*How to complete this task*:
Where a line below holds the string "white", that line goes into the answer.

Dataset items:
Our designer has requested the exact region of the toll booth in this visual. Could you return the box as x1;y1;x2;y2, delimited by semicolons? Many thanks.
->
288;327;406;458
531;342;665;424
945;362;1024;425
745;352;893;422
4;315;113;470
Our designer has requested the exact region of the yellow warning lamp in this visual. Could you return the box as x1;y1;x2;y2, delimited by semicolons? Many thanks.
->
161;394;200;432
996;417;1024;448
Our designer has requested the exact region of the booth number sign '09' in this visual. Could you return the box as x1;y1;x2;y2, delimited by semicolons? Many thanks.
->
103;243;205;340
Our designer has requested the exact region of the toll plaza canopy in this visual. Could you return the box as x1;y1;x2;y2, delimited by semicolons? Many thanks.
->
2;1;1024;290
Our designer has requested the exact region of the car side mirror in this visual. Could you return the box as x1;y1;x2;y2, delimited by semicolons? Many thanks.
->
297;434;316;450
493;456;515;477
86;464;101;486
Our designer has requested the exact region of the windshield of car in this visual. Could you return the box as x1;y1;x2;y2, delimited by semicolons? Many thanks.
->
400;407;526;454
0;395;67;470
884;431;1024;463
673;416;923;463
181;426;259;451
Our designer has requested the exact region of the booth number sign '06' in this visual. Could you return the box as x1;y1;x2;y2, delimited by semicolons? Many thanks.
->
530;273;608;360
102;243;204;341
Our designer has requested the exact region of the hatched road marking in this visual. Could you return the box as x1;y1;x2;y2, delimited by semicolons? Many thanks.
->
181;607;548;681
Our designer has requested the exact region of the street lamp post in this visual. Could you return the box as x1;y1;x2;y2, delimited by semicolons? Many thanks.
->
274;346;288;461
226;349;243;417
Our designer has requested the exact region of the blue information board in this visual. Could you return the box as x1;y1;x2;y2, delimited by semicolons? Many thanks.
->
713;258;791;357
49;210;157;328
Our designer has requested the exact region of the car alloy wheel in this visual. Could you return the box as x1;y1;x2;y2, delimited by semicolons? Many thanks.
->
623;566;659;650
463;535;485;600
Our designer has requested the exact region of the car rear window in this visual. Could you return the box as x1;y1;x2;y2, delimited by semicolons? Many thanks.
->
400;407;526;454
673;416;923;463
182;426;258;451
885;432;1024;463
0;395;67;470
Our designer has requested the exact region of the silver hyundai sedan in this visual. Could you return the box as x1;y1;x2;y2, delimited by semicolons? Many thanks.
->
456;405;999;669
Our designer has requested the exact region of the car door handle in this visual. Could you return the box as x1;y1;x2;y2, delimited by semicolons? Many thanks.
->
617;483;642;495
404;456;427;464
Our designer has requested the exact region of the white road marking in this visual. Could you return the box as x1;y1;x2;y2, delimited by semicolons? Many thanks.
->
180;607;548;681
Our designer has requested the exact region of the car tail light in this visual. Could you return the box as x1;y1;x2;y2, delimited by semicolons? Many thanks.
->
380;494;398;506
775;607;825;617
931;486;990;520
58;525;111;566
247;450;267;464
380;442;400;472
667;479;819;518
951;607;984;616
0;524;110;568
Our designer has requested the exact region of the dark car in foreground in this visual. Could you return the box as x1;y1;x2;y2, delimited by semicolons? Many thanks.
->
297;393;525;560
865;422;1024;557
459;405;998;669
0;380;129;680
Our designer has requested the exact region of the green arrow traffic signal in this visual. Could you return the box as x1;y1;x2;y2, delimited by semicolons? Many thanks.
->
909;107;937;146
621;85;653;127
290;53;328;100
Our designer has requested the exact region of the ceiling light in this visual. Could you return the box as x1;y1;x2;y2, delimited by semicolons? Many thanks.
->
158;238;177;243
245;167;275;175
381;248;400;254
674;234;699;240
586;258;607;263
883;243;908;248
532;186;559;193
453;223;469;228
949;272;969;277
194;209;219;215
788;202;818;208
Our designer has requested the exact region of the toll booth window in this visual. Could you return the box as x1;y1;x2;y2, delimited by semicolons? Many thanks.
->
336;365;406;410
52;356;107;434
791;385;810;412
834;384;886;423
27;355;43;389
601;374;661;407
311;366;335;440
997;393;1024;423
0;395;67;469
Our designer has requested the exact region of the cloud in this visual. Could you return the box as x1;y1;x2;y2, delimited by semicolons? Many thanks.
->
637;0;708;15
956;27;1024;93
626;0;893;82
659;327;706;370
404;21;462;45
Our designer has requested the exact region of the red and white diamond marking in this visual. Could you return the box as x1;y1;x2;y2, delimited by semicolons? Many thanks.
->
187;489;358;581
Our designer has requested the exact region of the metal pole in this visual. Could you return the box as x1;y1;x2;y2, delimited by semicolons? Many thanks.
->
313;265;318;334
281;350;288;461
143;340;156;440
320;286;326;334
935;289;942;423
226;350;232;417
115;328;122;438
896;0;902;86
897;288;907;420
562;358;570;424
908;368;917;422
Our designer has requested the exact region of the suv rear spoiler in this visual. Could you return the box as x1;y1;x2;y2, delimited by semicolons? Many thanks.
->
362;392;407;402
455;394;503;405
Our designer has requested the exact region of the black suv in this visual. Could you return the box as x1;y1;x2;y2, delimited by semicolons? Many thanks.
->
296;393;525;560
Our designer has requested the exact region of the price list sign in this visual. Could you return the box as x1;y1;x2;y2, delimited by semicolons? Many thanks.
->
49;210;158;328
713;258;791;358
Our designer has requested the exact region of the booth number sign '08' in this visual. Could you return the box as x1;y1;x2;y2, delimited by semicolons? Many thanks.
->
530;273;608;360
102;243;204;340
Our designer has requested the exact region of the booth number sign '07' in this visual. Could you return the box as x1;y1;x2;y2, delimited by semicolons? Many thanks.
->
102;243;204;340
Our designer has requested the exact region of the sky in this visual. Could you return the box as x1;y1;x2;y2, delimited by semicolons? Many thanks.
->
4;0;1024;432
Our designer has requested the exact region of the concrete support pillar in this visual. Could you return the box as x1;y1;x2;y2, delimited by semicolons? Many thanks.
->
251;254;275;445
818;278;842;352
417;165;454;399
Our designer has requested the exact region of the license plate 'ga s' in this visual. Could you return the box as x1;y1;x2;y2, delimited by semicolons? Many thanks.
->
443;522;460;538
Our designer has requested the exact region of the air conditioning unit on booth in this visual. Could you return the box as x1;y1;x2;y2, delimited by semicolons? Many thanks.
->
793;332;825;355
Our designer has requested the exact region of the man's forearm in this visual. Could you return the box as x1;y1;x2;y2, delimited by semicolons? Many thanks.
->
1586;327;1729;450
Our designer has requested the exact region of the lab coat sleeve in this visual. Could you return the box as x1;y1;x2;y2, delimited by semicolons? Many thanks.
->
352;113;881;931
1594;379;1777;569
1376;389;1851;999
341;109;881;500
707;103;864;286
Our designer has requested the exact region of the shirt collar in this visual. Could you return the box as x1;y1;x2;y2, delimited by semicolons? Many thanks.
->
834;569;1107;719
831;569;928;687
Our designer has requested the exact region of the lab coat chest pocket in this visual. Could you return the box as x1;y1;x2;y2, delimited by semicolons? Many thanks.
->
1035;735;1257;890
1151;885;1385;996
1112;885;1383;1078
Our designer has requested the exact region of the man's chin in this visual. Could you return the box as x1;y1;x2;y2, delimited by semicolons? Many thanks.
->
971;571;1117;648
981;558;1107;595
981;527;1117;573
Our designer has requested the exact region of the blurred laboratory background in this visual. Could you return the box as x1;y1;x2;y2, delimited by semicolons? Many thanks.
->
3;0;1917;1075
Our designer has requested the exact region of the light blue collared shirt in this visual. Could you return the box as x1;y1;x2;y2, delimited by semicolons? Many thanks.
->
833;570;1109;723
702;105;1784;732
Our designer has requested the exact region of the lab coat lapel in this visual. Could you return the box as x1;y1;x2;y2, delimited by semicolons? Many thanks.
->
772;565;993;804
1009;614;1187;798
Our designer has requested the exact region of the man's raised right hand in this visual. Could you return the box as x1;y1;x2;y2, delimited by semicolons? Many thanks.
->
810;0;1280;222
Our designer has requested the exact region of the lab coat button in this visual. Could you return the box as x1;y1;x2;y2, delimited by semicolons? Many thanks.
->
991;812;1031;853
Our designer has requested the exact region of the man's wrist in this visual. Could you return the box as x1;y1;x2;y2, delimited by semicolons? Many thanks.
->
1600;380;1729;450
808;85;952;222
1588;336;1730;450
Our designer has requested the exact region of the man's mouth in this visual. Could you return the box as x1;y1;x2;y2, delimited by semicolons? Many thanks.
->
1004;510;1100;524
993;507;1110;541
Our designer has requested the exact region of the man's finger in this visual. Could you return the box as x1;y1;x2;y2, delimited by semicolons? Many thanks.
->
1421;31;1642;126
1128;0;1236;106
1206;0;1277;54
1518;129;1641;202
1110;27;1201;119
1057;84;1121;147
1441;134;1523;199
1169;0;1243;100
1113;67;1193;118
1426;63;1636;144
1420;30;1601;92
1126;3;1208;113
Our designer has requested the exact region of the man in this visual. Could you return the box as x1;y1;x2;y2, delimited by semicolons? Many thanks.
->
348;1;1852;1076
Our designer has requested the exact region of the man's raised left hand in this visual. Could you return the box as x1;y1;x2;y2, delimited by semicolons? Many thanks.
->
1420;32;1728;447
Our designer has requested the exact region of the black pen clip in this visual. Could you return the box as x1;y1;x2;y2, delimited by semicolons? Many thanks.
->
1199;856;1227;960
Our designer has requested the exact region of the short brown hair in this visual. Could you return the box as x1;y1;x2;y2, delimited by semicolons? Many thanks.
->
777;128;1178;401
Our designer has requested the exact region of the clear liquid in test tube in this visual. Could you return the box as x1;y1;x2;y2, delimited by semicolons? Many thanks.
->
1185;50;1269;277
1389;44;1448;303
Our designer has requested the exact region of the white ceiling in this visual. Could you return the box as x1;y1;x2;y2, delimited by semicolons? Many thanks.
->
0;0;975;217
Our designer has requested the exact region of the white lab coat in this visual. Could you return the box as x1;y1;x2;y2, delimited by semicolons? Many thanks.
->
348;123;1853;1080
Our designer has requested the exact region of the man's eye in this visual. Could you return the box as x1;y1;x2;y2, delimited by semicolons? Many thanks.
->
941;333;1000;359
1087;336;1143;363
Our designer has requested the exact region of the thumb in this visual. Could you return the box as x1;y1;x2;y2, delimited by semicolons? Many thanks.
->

*Result of this task*:
Our designer has requested the exact region of the white road marking in this visual. Could you return the box as x1;y1;x2;y2, delimited by semicolons? Many thanks.
Our designer has requested the exact region of the red and white diamond marking in this visual. Could you return the box as x1;y1;x2;y2, delimited by semicolons? Many thanks.
Our designer has requested the exact region of the white ceiling in this visual. Could you return the box as x1;y1;x2;y2, delimited by semicolons? Many thanks.
Our designer has requested the exact region of the white lab coat in this visual. Could you return the box as x1;y1;x2;y2, delimited by semicolons? Many thanks.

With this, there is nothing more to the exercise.